** START RECORD LIST **
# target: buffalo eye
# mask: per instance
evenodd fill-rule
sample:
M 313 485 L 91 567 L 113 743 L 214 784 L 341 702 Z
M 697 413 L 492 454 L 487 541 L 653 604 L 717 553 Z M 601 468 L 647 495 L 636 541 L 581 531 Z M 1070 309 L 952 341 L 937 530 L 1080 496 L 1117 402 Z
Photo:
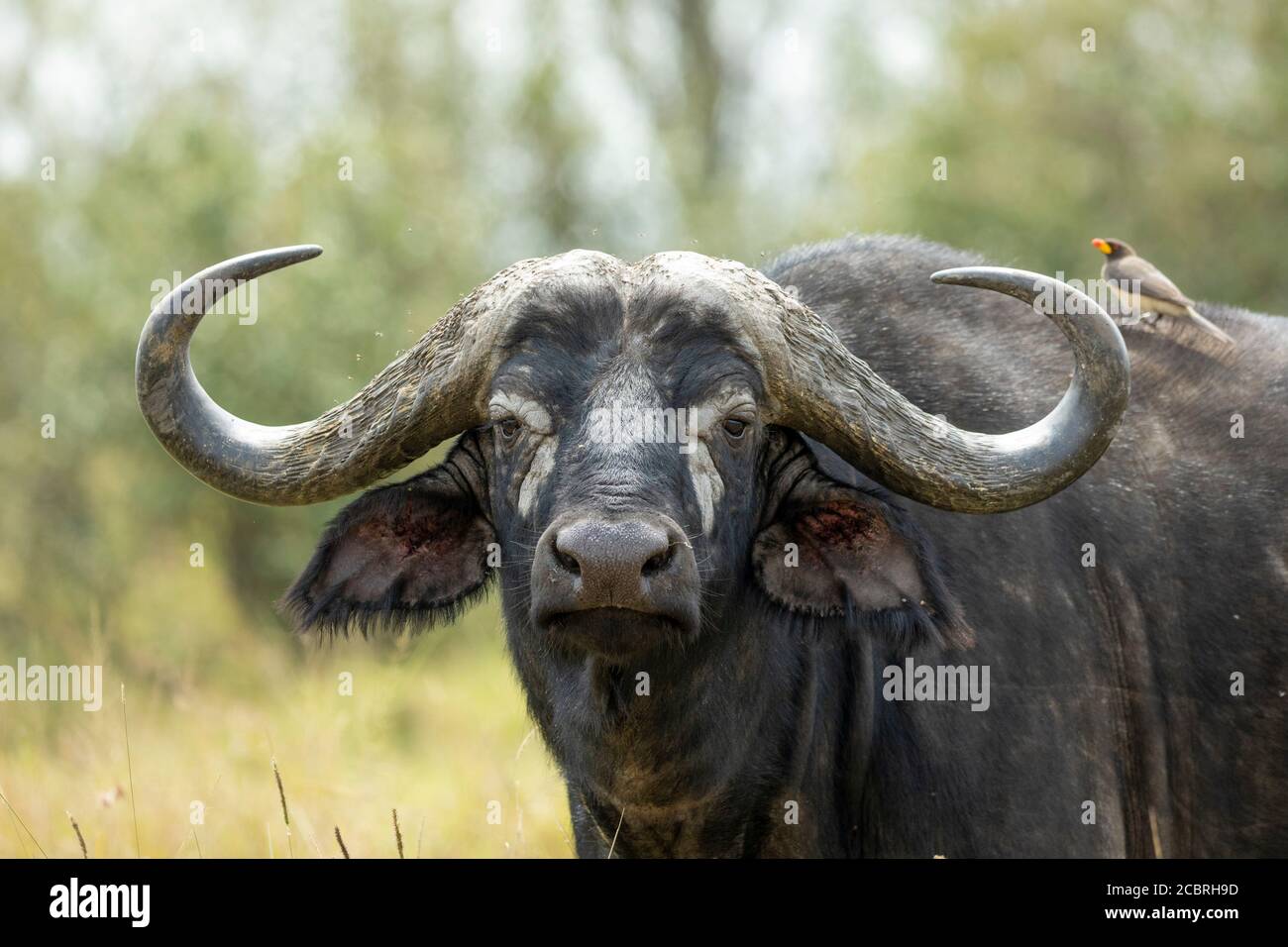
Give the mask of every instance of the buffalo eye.
M 726 417 L 724 423 L 725 434 L 732 437 L 734 441 L 741 438 L 747 433 L 747 423 L 739 420 L 738 417 Z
** END RECORD LIST **
*EXERCISE AIM:*
Convert the rows above into a JSON list of strings, with one string for each line and blank lines skipped. Leave the pictures out of the list.

*WRITTEN RESPONSE:*
[
  "# target: buffalo eye",
  "# mask: per instance",
  "evenodd fill-rule",
  "sample:",
  "M 313 485 L 91 567 L 113 743 L 214 784 L 341 702 Z",
  "M 697 413 L 492 454 L 487 541 L 653 604 L 717 553 Z M 601 468 L 647 495 L 636 541 L 581 531 Z M 1070 309 L 952 341 L 937 530 L 1080 496 L 1117 402 Z",
  "Photo:",
  "Give the mask of every instance of the buffalo eye.",
  "M 726 417 L 724 423 L 725 434 L 732 437 L 734 441 L 741 438 L 747 433 L 747 423 L 739 420 L 738 417 Z"
]